* What is expected
Without including any pictures, write out the data below exactly.

[Stored dataset items]
# # # # # # #

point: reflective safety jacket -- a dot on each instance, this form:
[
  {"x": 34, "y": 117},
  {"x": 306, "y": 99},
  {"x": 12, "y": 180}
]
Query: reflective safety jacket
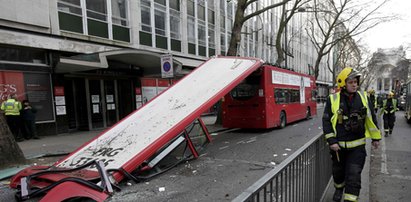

# # # # # # #

* Solved problem
point: reflective safety jacket -- a dot on each instance, this form:
[
  {"x": 34, "y": 117},
  {"x": 306, "y": 99},
  {"x": 12, "y": 180}
]
Query: reflective safety jacket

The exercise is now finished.